GOAL: Copy all of the records below verbatim.

_ _ _ _

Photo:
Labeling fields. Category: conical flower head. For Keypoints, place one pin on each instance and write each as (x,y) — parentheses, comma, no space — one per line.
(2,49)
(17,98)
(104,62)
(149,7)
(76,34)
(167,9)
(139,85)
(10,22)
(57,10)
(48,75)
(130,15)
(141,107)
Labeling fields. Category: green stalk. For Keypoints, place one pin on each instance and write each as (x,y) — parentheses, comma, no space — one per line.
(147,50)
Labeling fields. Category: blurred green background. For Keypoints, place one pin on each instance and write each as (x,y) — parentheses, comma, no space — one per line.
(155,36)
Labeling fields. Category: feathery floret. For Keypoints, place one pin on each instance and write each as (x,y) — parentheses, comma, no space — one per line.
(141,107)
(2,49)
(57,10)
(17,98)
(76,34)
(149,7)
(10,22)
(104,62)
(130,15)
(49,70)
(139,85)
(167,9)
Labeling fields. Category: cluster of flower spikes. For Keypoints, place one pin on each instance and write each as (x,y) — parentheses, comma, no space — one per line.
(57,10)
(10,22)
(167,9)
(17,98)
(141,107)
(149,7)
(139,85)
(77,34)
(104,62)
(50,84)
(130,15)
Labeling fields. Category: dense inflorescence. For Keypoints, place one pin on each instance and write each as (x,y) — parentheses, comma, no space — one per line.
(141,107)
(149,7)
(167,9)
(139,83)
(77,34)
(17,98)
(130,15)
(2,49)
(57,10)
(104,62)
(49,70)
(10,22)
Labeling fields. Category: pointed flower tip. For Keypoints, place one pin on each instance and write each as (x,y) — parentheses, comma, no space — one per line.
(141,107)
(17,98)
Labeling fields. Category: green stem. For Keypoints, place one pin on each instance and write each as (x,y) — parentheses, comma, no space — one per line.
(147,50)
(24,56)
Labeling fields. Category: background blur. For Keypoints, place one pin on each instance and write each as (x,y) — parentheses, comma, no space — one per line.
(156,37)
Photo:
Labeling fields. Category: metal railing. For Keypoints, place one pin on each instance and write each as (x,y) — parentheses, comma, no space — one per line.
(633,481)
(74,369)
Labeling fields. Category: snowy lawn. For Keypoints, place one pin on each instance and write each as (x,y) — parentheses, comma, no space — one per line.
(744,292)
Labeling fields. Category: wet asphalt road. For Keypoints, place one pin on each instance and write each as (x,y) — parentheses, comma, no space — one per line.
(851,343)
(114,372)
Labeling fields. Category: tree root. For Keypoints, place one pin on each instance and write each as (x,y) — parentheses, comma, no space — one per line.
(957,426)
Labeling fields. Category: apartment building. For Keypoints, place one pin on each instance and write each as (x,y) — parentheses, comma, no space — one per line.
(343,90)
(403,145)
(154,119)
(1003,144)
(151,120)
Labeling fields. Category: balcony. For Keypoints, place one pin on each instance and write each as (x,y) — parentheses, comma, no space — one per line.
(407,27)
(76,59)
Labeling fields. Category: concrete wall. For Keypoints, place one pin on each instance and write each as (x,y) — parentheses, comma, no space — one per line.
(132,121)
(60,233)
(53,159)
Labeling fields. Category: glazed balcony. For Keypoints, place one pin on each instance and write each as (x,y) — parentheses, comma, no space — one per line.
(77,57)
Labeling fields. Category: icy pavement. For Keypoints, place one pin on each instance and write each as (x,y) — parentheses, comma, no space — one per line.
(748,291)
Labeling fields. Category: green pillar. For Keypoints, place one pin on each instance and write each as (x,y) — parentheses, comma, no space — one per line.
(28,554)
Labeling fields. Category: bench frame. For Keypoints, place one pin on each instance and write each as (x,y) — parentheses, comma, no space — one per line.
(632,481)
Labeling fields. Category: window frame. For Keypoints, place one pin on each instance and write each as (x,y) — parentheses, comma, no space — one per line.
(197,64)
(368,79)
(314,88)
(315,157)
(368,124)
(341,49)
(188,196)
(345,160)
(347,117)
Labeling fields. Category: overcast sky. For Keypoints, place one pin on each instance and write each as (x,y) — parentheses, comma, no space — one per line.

_ _ _ _

EXERCISE RESULT:
Photo:
Labeling fields. Category: conical flower head. For Keypoints, place one pin on each instance and write each as (x,y) — parentheses, comma, no space — one per line.
(2,49)
(17,98)
(104,62)
(149,7)
(76,34)
(167,9)
(139,85)
(10,22)
(57,10)
(48,75)
(130,15)
(141,107)
Labeling fields. Category: green stalk. For Keypoints, place one pin on each instance and write each as (x,y) — parentheses, comma, no space — one per line.
(147,50)
Labeling fields. Category: blurred green background. For Keypoints, place one pin on each instance and write each as (x,y) — parentheses, comma, no space — one per line.
(155,36)
Labeling fields. Category: feathery floret. For Keypoints, place one pin on each instance and write each as (x,y) — parentheses, comma, no space — one per line.
(141,107)
(2,49)
(57,10)
(17,98)
(76,34)
(149,7)
(10,22)
(104,62)
(130,15)
(49,70)
(139,85)
(167,9)
Labeling fields. Category: cluster of flower spikes. For Keypoints, place one pin on each instance and write each as (x,y) — parentheses, comma, no space — one per line.
(57,10)
(10,22)
(167,9)
(17,98)
(141,107)
(149,7)
(139,85)
(77,34)
(104,62)
(50,84)
(130,15)
Labeling fields. Category: dense inflorescence. For Keypoints, place one pin on each instance and write each as (x,y) — parentheses, comma, no space — one per line.
(141,107)
(149,7)
(167,9)
(139,83)
(77,34)
(17,98)
(130,15)
(2,49)
(57,10)
(104,62)
(49,70)
(10,22)
Labeling fields. Category: pointed flower tip. For Keypoints, place one pin on each instance and write each as (x,y) — parentheses, comma, no space — one per line.
(141,107)
(17,98)
Labeling fields. Category: green stem. For Keypoints, place one pin on each instance and write each as (x,y) — parentheses, comma, no space — one per line.
(147,50)
(24,56)
Labeling fields. Category: background blur. For Keypoints, place one pin on each instance and write each as (x,y) — parentheses, comma, no space — one per line.
(156,37)
Photo:
Labeling fields. Category: metal railing. For Keypoints, place one pin on each instance and write each as (x,y) — parentheses, comma, no space — one per line.
(633,481)
(74,369)
Labeling fields. Category: snowy lawn. For Keypoints, place one pin on each instance and write each as (x,y) — parentheses, comma, no space — one per line.
(744,292)
Labeling fields. Category: wet asphalt road. For Keypoints, place one pin on each instance and write each as (x,y) — parentheses, comma, no space — one per line.
(851,343)
(114,372)
Labeling fields. Category: tree root. For Keypoints, place one pin on each instance and write each as (x,y) — parentheses, comma, no space — one per line.
(957,426)
Labeling fields. Category: apartment building. For Keypoints, place one pin on each instance and write each as (x,y) — parentheses, comma, no space — one per line.
(343,90)
(403,145)
(154,119)
(1003,144)
(151,120)
Labeling fields. Category: balcony. For Keypoints, place one pin on each instance and write each as (x,y) — parentheses, comma, no space — one per line.
(407,27)
(76,59)
Labeling fields. Category: concrete wall. For Keypoints, place one pin on each instance and write each as (x,y) — parentheses, comma, no space — one per line.
(132,121)
(60,233)
(53,159)
Labeling fields. Category: glazed balcony. For Keypoints, place one pin on each instance and write each as (x,y) — parentheses, comma, no space — one per line.
(77,57)
Labeling fields. Category: icy pavement. For Keypoints, place one pin on each instance and write each as (x,y) — parentheses, comma, no space — one per line.
(748,291)
Labeling fields. Category: green pillar. For Keypoints, place one pin on each instance and write each as (x,y) — parentheses, comma, no space — one per line.
(28,554)
Labeling fields. Category: bench frame. For Keypoints, place one pin on each instance and write each as (x,y) — parentheses, comma, no space — one per line.
(632,481)
Labeling fields. Category: window frame. For Keypoints, place one pin on each instance and write each as (x,y) — parentheses, comma, no space — one per line.
(197,64)
(368,79)
(314,88)
(315,157)
(368,124)
(341,49)
(188,196)
(345,160)
(347,117)
Labeling fields. Category: overcast sky. For Keypoints, place one pin on each instance and write each as (x,y) — parentheses, comma, no space — one per line.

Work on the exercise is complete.